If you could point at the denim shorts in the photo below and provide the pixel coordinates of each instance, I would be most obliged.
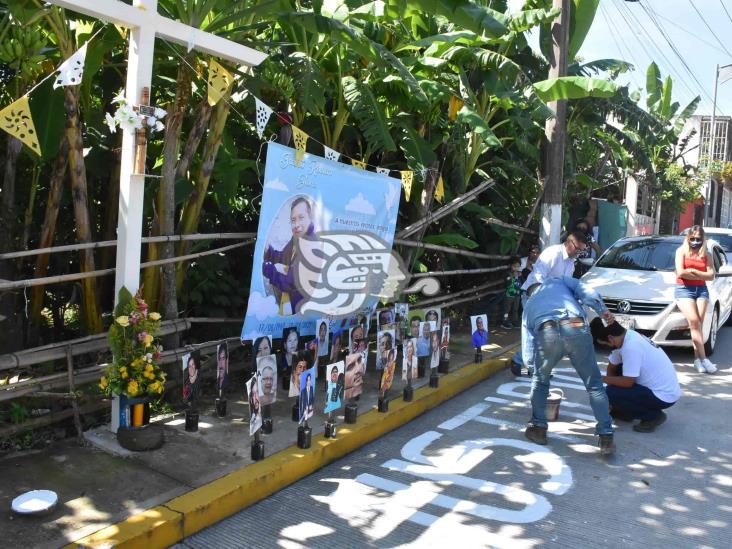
(683, 291)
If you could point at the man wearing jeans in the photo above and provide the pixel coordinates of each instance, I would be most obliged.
(557, 323)
(554, 261)
(641, 379)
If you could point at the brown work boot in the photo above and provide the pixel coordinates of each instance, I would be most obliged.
(536, 434)
(607, 446)
(649, 425)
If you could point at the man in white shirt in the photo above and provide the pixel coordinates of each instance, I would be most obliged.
(554, 262)
(641, 379)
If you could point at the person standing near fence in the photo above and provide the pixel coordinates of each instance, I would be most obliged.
(512, 301)
(555, 261)
(694, 266)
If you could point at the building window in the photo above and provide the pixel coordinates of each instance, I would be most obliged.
(722, 128)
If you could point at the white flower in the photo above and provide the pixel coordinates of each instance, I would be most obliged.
(111, 122)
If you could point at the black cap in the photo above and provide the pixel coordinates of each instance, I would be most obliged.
(615, 329)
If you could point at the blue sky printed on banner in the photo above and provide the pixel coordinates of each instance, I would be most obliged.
(341, 198)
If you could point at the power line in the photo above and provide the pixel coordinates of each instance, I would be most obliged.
(675, 50)
(725, 11)
(620, 46)
(708, 27)
(693, 34)
(670, 67)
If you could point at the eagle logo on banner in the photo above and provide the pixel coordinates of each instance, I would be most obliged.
(339, 272)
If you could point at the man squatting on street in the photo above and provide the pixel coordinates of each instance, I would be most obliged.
(557, 325)
(641, 379)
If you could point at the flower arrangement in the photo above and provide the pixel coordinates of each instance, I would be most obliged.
(135, 352)
(126, 117)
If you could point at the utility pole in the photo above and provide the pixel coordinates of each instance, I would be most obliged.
(556, 133)
(710, 197)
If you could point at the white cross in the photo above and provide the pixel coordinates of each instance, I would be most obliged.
(144, 22)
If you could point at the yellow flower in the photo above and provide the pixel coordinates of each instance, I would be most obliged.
(132, 388)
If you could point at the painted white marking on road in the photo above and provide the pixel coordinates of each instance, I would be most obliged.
(520, 427)
(458, 459)
(523, 403)
(536, 506)
(462, 418)
(421, 488)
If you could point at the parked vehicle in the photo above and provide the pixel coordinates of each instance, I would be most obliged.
(723, 236)
(636, 279)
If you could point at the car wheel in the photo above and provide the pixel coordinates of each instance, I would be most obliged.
(713, 329)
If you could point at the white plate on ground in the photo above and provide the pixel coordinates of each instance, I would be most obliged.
(34, 502)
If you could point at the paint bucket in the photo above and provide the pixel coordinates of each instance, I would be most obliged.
(553, 401)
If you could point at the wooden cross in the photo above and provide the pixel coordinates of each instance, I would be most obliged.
(145, 23)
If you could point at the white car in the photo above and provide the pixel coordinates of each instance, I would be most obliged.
(636, 279)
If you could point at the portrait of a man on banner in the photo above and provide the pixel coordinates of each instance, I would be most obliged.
(323, 245)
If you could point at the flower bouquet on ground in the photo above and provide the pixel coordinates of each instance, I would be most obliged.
(134, 371)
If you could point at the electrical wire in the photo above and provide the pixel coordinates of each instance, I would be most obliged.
(708, 27)
(725, 11)
(620, 46)
(675, 51)
(682, 29)
(664, 61)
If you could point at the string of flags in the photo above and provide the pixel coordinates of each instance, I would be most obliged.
(263, 113)
(17, 120)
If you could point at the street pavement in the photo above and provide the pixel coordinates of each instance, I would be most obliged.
(464, 473)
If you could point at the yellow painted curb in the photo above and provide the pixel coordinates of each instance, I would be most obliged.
(181, 517)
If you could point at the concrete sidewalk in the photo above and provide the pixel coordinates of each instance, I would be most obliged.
(109, 496)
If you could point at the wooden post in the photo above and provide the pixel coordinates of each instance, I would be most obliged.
(144, 22)
(141, 138)
(556, 133)
(74, 403)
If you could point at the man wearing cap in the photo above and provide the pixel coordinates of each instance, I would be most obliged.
(557, 323)
(641, 379)
(554, 261)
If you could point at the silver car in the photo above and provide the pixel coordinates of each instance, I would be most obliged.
(636, 279)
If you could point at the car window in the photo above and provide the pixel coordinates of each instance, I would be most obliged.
(716, 256)
(642, 255)
(725, 240)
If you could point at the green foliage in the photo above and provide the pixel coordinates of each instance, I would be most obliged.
(18, 413)
(451, 239)
(574, 87)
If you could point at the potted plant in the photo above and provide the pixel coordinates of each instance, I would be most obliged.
(135, 374)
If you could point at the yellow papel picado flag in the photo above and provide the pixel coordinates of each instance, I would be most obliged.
(440, 190)
(407, 178)
(219, 80)
(16, 119)
(301, 139)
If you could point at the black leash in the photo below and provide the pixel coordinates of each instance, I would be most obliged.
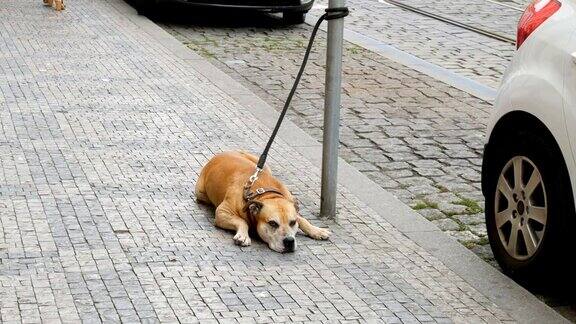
(331, 13)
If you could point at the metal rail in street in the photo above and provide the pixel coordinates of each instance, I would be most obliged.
(452, 22)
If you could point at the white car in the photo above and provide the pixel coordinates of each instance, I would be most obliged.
(529, 168)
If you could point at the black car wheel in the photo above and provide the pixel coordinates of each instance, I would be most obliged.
(528, 204)
(294, 17)
(144, 7)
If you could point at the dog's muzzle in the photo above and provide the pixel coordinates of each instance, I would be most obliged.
(289, 244)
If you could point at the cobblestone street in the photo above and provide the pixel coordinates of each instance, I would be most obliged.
(105, 123)
(465, 52)
(410, 133)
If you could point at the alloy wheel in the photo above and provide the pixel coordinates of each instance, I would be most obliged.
(521, 209)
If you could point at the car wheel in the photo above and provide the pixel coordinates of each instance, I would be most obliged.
(528, 201)
(144, 7)
(294, 17)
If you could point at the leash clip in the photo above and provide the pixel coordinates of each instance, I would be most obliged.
(254, 177)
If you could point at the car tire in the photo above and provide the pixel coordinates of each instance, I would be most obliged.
(537, 211)
(294, 18)
(144, 7)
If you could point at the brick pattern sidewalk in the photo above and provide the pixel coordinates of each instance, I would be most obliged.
(461, 51)
(103, 132)
(413, 135)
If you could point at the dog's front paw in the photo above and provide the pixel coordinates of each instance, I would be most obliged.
(319, 233)
(242, 239)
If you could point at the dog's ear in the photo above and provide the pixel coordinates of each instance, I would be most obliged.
(254, 208)
(296, 205)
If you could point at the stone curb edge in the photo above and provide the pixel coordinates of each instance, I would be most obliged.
(501, 290)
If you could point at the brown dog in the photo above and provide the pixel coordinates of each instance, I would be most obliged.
(266, 207)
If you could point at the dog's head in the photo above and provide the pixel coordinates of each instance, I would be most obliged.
(276, 221)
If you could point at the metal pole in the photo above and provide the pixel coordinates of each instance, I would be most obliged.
(332, 112)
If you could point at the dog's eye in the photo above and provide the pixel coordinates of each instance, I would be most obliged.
(273, 224)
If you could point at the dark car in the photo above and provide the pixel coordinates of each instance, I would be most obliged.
(293, 11)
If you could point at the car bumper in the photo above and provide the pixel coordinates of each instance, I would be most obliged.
(258, 5)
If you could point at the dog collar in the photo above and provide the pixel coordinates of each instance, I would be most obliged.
(251, 195)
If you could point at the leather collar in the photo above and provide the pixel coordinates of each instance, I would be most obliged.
(251, 195)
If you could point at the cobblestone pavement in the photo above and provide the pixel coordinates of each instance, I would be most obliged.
(467, 53)
(498, 17)
(103, 133)
(413, 135)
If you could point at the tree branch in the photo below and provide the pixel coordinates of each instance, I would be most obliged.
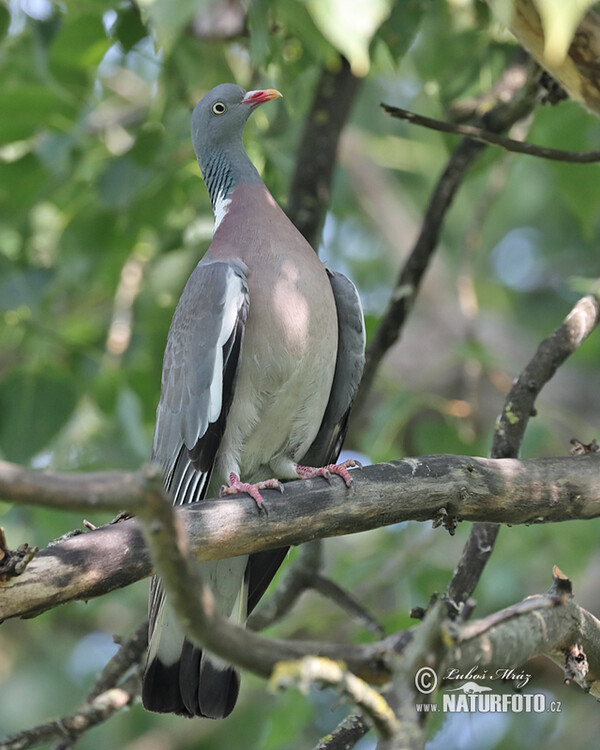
(474, 489)
(510, 428)
(549, 624)
(345, 735)
(515, 98)
(311, 184)
(89, 714)
(489, 137)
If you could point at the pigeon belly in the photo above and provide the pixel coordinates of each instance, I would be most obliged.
(282, 389)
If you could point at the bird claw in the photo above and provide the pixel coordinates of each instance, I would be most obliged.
(236, 486)
(308, 472)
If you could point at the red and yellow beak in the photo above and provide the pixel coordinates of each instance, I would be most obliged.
(260, 96)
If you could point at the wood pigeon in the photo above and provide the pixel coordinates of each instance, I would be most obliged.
(263, 359)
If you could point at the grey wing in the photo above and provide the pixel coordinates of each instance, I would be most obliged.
(348, 372)
(327, 445)
(198, 380)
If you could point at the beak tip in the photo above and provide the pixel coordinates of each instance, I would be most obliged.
(261, 96)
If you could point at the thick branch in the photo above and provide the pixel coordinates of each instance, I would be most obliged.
(510, 428)
(474, 489)
(538, 625)
(487, 136)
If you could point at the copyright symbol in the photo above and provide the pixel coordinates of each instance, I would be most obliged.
(426, 680)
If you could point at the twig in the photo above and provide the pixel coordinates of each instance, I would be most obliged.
(311, 184)
(347, 602)
(193, 602)
(289, 588)
(487, 136)
(128, 655)
(304, 575)
(106, 490)
(515, 100)
(553, 626)
(510, 428)
(474, 489)
(90, 714)
(312, 670)
(345, 735)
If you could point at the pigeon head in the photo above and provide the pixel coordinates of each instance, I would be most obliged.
(218, 123)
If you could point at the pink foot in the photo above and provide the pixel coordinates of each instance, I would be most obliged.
(308, 472)
(236, 486)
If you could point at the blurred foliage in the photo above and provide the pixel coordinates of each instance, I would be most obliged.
(102, 217)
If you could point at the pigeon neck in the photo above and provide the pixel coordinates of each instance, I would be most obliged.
(222, 172)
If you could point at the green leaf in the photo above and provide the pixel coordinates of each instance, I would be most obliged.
(560, 19)
(129, 28)
(78, 48)
(4, 20)
(350, 26)
(169, 18)
(400, 29)
(34, 405)
(28, 109)
(121, 181)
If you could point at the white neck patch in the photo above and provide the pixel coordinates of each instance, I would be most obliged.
(221, 209)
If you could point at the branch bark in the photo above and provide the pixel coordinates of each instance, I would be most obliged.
(510, 429)
(474, 489)
(514, 99)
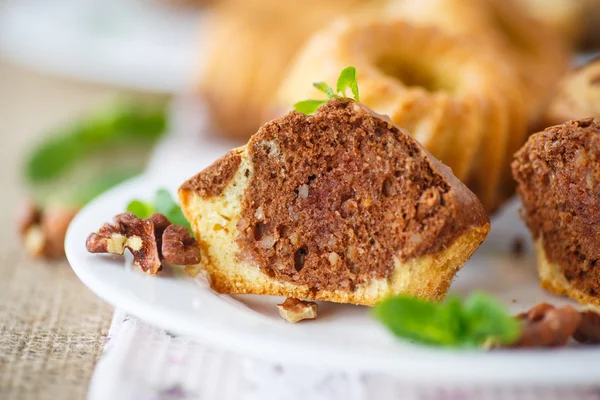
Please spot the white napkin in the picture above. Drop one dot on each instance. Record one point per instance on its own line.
(141, 361)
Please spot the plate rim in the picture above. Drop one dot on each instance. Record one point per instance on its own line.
(496, 367)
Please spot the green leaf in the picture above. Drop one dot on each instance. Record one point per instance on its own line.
(165, 204)
(308, 106)
(419, 320)
(101, 183)
(486, 319)
(140, 208)
(323, 87)
(347, 80)
(477, 322)
(121, 122)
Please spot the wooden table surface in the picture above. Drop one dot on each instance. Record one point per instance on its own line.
(52, 328)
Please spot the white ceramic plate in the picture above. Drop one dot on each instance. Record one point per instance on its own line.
(143, 44)
(344, 336)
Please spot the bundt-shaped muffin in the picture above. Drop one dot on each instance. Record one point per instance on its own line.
(577, 95)
(558, 176)
(250, 45)
(533, 48)
(340, 206)
(462, 105)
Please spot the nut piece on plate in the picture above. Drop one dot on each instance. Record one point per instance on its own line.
(588, 331)
(547, 326)
(43, 231)
(128, 232)
(294, 310)
(179, 247)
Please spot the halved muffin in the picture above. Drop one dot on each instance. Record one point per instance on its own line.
(340, 206)
(558, 177)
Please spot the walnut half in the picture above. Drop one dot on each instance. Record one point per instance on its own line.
(128, 232)
(150, 241)
(294, 310)
(43, 231)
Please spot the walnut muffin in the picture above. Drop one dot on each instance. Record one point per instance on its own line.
(558, 175)
(340, 206)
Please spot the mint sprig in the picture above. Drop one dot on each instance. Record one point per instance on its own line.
(346, 80)
(124, 121)
(164, 204)
(476, 322)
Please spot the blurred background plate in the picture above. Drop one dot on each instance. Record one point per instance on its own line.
(344, 337)
(146, 45)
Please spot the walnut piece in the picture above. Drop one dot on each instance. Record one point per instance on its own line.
(43, 231)
(294, 310)
(179, 247)
(128, 232)
(547, 326)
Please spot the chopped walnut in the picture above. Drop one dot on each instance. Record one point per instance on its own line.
(179, 247)
(128, 232)
(294, 310)
(547, 326)
(43, 231)
(150, 241)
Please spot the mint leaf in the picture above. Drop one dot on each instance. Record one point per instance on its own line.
(419, 320)
(140, 209)
(487, 319)
(478, 321)
(99, 184)
(323, 87)
(308, 106)
(122, 122)
(163, 202)
(347, 80)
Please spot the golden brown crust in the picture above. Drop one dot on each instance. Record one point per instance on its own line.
(429, 277)
(353, 193)
(216, 177)
(577, 96)
(218, 221)
(249, 45)
(557, 172)
(441, 89)
(553, 279)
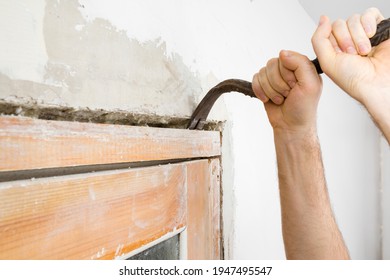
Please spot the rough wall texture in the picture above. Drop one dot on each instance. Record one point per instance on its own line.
(158, 58)
(93, 64)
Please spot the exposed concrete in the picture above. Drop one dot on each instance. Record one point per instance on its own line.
(92, 64)
(61, 113)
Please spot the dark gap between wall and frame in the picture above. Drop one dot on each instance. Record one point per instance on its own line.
(118, 117)
(8, 176)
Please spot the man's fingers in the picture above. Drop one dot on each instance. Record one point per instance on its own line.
(257, 89)
(358, 34)
(322, 45)
(343, 37)
(286, 74)
(269, 91)
(303, 69)
(275, 78)
(370, 19)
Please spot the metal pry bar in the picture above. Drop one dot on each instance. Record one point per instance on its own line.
(198, 118)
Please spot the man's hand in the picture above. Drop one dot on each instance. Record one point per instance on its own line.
(346, 56)
(290, 88)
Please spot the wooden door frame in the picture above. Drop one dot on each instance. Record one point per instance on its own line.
(88, 215)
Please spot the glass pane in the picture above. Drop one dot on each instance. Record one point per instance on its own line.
(166, 250)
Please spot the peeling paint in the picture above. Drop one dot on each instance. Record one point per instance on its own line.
(92, 64)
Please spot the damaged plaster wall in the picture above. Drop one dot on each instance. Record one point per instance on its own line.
(92, 64)
(160, 58)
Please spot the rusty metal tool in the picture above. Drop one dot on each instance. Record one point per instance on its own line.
(198, 118)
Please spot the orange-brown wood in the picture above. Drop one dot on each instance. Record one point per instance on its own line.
(27, 143)
(92, 216)
(203, 213)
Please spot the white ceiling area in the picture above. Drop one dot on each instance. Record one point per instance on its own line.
(342, 9)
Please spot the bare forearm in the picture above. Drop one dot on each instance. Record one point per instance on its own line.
(309, 228)
(379, 109)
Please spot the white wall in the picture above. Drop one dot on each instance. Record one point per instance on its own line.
(161, 57)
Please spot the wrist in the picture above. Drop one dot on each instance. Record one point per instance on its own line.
(295, 135)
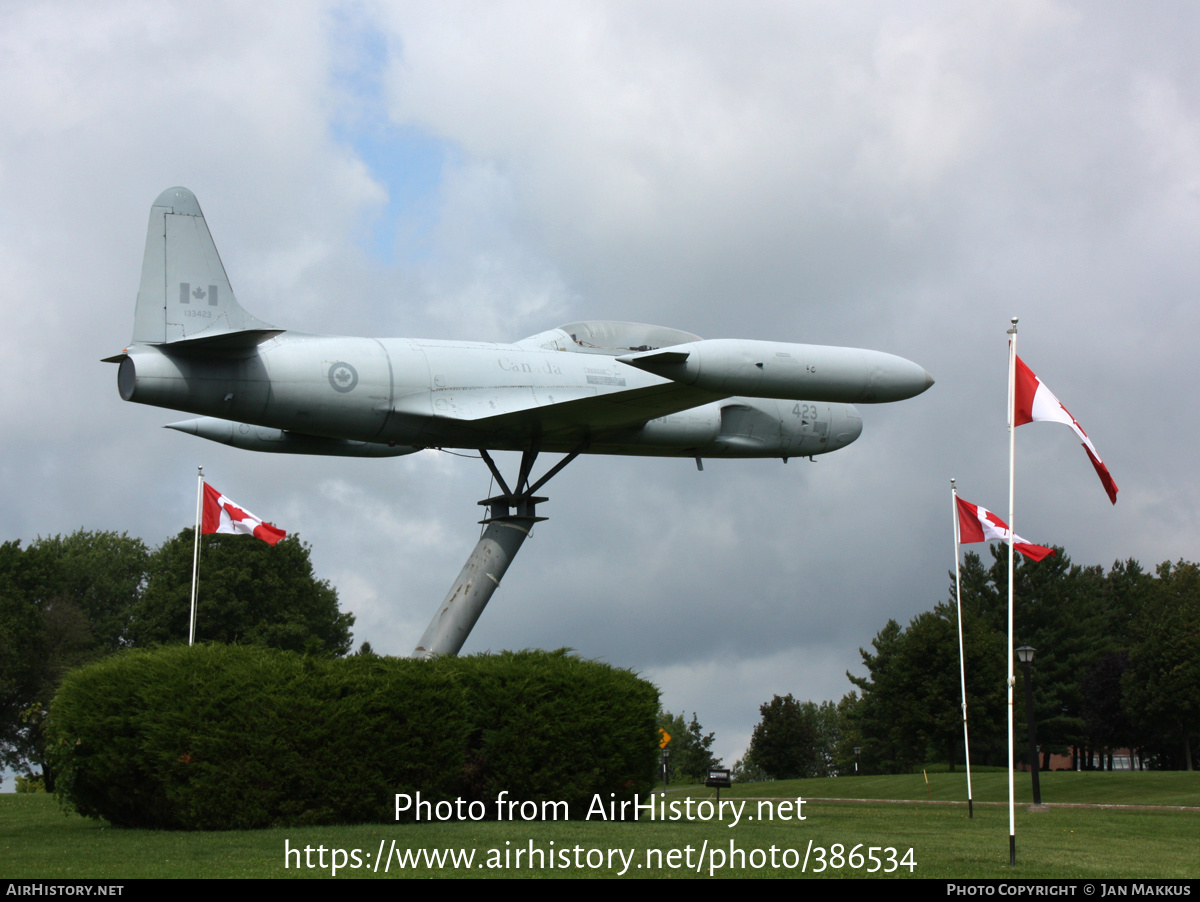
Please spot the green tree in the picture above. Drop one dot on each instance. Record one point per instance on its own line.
(784, 744)
(64, 601)
(250, 593)
(910, 711)
(1162, 684)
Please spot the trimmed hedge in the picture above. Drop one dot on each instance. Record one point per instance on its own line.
(226, 737)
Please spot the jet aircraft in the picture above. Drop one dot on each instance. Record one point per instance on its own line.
(585, 388)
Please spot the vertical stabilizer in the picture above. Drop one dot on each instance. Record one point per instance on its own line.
(185, 293)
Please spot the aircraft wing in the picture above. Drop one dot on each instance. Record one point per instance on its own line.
(570, 414)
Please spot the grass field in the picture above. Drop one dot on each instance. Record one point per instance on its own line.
(1159, 839)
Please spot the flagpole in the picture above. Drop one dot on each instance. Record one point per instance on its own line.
(196, 551)
(1012, 531)
(963, 666)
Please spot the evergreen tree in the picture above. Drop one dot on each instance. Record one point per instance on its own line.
(784, 744)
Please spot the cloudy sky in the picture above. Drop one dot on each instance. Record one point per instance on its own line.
(900, 176)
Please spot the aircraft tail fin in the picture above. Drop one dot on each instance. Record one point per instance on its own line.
(185, 294)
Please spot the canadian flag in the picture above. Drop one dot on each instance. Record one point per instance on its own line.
(1035, 401)
(978, 524)
(223, 516)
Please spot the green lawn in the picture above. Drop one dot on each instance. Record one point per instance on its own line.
(37, 840)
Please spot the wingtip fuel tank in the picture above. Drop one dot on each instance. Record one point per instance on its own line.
(777, 370)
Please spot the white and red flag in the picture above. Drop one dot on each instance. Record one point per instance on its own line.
(225, 516)
(1035, 401)
(978, 524)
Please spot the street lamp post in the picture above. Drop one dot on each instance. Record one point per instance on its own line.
(1025, 655)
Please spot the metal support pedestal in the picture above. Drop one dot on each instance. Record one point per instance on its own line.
(511, 516)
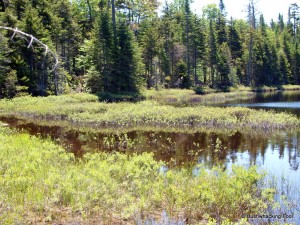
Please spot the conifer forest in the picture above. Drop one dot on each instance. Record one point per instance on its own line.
(120, 46)
(148, 112)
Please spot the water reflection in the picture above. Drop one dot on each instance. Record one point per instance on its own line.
(280, 101)
(180, 148)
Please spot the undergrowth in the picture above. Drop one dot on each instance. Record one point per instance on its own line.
(84, 110)
(40, 183)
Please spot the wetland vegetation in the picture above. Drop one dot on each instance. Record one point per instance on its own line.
■ ■ ■ ■ ■ ■ ■
WORK TO BE COMPLETED = Copy out only the lines from the one containing "Please spot the street" to the end of the entries, unchanged. Drop the pictures.

REPLY =
Please spot the street lamp post in the picture above. Drop one dot on each instance. Record one point per instance on its own line.
(1025, 655)
Please spot the metal support pedestal in the picture above. Drop one dot on each instance. Record one point per instance on its own line.
(511, 516)
Please spot the conifer forest in the picture above. Drop one dot on each instance. Record one point per instance on its own line.
(120, 46)
(148, 112)
Please spot the water reflection in the picture above. Drop one dot on each instance. Record one point per instance on its own line.
(280, 101)
(180, 148)
Please spot the undergrowth in the picture above. Drop one dot on each instance. Record one point per instance on its own line.
(84, 110)
(40, 183)
Please spot the wetland vegetation in the picture above. Drop one dot on each instance. Record one point per instance on its own line.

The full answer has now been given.